◆ What is needed: Starting at the first of the rows and stopping after the line that has "<point>631,59</point>", write those lines out again with the request kept as it is, raising each coordinate in the answer points by 96. Leave the picture out and give only these lines.

Point annotation rows
■ ■ ■ ■
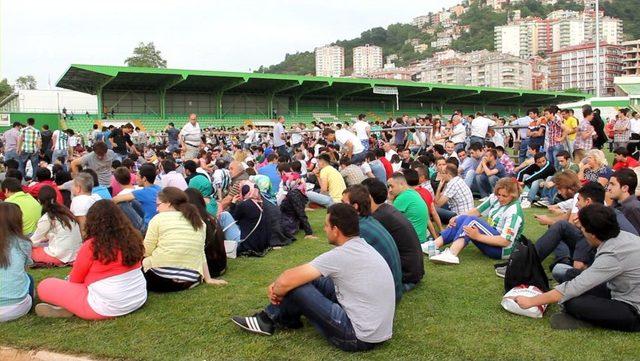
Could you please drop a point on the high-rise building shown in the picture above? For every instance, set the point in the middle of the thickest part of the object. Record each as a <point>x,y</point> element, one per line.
<point>479,68</point>
<point>574,67</point>
<point>330,61</point>
<point>366,60</point>
<point>631,59</point>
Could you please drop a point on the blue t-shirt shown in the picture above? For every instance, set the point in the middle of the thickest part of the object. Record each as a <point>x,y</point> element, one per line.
<point>147,197</point>
<point>14,281</point>
<point>102,192</point>
<point>271,171</point>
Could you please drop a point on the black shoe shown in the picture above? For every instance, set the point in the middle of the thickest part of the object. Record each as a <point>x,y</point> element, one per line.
<point>259,323</point>
<point>564,321</point>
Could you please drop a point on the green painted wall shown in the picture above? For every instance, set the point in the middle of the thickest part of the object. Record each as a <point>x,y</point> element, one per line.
<point>51,119</point>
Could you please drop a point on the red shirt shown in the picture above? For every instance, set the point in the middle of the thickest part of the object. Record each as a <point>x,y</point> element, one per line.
<point>34,190</point>
<point>87,270</point>
<point>387,167</point>
<point>425,194</point>
<point>630,162</point>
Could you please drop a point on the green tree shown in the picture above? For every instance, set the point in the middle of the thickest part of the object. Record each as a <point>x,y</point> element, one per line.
<point>146,55</point>
<point>26,82</point>
<point>5,89</point>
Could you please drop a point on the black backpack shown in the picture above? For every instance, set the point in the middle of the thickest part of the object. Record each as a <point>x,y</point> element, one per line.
<point>524,267</point>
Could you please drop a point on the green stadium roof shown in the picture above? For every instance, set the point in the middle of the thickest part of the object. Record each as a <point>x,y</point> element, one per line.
<point>93,78</point>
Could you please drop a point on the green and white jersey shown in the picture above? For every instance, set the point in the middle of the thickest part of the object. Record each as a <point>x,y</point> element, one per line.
<point>508,220</point>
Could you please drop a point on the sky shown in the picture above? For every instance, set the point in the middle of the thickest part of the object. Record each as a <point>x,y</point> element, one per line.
<point>42,38</point>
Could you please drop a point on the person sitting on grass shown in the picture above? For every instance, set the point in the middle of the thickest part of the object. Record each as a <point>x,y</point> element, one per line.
<point>496,236</point>
<point>174,244</point>
<point>374,233</point>
<point>606,294</point>
<point>352,307</point>
<point>402,232</point>
<point>57,236</point>
<point>17,293</point>
<point>105,280</point>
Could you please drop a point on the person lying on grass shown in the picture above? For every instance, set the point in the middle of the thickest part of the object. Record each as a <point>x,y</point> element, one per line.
<point>607,294</point>
<point>496,236</point>
<point>352,307</point>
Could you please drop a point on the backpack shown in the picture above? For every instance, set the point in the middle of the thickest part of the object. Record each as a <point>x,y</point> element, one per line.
<point>524,267</point>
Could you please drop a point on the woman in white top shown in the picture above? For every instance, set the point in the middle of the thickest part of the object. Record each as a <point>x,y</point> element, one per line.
<point>57,237</point>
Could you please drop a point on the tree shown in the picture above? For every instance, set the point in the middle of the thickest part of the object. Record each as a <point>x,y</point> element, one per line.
<point>27,82</point>
<point>5,89</point>
<point>146,55</point>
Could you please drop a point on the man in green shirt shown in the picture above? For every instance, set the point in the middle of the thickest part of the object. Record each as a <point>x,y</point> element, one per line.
<point>31,209</point>
<point>409,203</point>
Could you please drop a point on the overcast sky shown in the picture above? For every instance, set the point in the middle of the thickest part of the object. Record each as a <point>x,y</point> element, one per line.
<point>43,38</point>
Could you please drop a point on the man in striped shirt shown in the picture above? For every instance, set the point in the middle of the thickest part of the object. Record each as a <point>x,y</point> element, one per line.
<point>29,144</point>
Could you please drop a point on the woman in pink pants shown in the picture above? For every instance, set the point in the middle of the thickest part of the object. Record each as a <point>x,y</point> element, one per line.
<point>106,279</point>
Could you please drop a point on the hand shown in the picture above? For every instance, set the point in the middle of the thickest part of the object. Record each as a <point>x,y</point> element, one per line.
<point>542,219</point>
<point>472,232</point>
<point>524,302</point>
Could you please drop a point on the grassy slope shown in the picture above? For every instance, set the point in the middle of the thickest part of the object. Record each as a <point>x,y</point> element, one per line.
<point>454,314</point>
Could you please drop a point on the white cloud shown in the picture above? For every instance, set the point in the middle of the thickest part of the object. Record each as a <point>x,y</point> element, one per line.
<point>43,38</point>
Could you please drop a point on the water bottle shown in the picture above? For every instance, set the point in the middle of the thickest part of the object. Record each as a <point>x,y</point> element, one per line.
<point>431,248</point>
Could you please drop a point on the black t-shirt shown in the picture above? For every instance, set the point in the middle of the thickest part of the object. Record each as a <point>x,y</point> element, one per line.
<point>121,141</point>
<point>406,238</point>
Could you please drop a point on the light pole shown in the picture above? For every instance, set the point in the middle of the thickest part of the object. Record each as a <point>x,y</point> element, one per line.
<point>597,59</point>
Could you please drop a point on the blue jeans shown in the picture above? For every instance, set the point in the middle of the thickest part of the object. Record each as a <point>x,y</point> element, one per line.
<point>318,303</point>
<point>229,227</point>
<point>24,157</point>
<point>485,184</point>
<point>534,189</point>
<point>450,234</point>
<point>321,199</point>
<point>522,152</point>
<point>552,152</point>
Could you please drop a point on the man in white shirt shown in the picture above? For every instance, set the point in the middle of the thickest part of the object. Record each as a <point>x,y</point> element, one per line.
<point>191,138</point>
<point>363,130</point>
<point>479,127</point>
<point>279,137</point>
<point>458,133</point>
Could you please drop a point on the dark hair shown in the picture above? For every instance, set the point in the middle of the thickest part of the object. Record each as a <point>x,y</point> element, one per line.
<point>93,175</point>
<point>190,165</point>
<point>345,218</point>
<point>564,154</point>
<point>55,211</point>
<point>359,194</point>
<point>122,175</point>
<point>148,171</point>
<point>599,220</point>
<point>412,177</point>
<point>11,184</point>
<point>621,151</point>
<point>10,227</point>
<point>594,191</point>
<point>377,190</point>
<point>43,174</point>
<point>627,177</point>
<point>112,232</point>
<point>178,200</point>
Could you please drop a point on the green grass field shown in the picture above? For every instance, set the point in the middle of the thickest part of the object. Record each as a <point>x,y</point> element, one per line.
<point>454,313</point>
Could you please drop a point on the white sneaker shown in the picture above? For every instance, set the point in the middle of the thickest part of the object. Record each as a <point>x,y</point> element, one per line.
<point>446,257</point>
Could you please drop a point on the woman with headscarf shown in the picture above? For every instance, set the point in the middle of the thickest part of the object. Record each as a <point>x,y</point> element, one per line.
<point>279,238</point>
<point>248,214</point>
<point>293,215</point>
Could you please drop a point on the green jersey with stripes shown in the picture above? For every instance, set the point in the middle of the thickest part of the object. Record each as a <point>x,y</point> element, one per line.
<point>508,220</point>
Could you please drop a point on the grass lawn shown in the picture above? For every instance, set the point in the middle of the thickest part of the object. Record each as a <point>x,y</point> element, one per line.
<point>454,313</point>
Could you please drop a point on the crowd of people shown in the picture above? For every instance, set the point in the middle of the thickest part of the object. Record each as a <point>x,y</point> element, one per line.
<point>131,213</point>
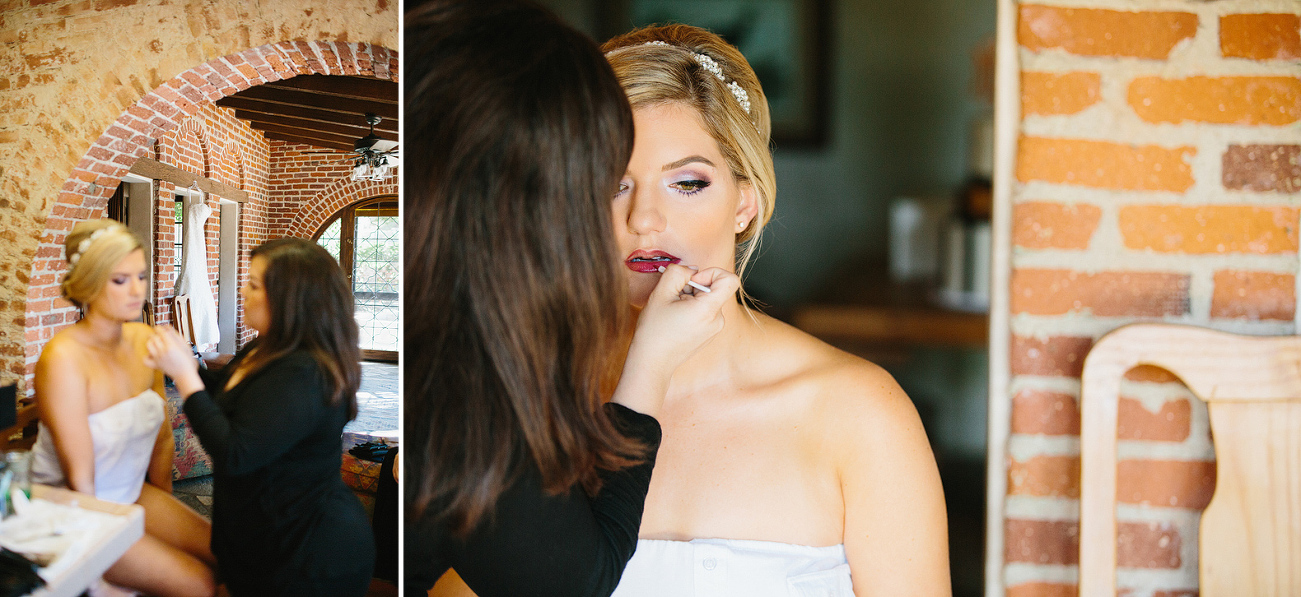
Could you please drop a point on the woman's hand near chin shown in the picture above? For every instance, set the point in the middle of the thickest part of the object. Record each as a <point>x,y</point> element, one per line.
<point>171,354</point>
<point>675,321</point>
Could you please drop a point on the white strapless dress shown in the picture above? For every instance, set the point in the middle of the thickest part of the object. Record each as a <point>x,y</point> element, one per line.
<point>122,435</point>
<point>726,567</point>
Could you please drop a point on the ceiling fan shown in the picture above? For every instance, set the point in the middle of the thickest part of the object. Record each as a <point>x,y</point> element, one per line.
<point>372,158</point>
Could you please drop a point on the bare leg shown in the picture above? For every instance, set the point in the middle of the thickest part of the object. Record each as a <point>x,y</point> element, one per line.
<point>155,567</point>
<point>173,523</point>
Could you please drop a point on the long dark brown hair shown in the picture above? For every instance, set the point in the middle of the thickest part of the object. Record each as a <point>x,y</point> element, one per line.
<point>311,306</point>
<point>517,134</point>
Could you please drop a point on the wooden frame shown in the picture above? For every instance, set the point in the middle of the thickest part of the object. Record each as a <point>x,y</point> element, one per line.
<point>1249,541</point>
<point>1007,117</point>
<point>785,42</point>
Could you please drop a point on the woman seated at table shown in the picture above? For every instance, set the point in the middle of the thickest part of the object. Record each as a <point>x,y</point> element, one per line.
<point>282,520</point>
<point>103,422</point>
<point>787,467</point>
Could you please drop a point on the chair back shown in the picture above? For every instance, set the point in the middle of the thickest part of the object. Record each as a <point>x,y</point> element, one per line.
<point>1249,541</point>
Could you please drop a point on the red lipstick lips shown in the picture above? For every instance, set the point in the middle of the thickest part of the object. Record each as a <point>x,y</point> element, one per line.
<point>649,262</point>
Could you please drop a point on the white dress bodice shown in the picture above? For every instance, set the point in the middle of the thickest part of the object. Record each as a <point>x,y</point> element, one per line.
<point>725,567</point>
<point>122,435</point>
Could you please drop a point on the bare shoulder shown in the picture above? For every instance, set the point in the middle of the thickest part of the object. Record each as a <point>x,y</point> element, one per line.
<point>137,332</point>
<point>64,346</point>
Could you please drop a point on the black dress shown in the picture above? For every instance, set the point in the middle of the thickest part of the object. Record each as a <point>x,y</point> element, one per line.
<point>282,520</point>
<point>565,545</point>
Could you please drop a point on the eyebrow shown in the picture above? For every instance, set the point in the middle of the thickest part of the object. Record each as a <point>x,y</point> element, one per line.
<point>687,160</point>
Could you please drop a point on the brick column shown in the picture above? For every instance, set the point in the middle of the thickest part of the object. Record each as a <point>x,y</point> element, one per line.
<point>1157,180</point>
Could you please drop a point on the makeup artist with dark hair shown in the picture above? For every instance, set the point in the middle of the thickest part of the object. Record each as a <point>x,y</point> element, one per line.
<point>517,475</point>
<point>282,520</point>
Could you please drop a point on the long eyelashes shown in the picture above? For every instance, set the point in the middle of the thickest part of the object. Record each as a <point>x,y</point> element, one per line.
<point>686,187</point>
<point>690,187</point>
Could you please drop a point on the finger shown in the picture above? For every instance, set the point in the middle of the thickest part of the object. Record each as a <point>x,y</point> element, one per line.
<point>720,281</point>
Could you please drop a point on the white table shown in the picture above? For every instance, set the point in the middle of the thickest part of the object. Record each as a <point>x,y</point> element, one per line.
<point>74,576</point>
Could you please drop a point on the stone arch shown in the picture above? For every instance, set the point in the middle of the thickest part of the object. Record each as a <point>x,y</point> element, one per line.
<point>85,193</point>
<point>338,195</point>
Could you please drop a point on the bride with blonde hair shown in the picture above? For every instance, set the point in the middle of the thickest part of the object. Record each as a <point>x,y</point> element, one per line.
<point>103,420</point>
<point>787,467</point>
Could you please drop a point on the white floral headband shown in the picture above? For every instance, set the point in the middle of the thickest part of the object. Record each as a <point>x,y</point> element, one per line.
<point>86,242</point>
<point>710,65</point>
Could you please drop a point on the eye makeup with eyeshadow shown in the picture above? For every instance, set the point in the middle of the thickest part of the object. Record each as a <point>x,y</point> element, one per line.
<point>690,186</point>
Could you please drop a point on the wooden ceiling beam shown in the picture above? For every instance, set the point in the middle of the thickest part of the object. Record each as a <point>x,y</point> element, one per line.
<point>388,124</point>
<point>327,145</point>
<point>158,171</point>
<point>308,134</point>
<point>266,121</point>
<point>305,99</point>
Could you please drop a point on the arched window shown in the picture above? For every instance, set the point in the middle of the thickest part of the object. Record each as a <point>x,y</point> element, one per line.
<point>366,237</point>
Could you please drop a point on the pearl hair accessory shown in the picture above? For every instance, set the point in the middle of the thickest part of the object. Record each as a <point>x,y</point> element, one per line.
<point>712,66</point>
<point>82,246</point>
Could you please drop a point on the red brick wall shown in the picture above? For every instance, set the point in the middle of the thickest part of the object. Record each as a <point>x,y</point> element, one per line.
<point>1157,180</point>
<point>212,143</point>
<point>177,108</point>
<point>306,186</point>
■ ■ ■ ■
◆ Response to this task:
Could you please drop a point on the high-rise building shown in the picture above? For every instance, set the point in the middle of the thickest part of the object. Record each as a <point>x,y</point> element, one per line.
<point>575,164</point>
<point>670,163</point>
<point>426,157</point>
<point>462,156</point>
<point>727,155</point>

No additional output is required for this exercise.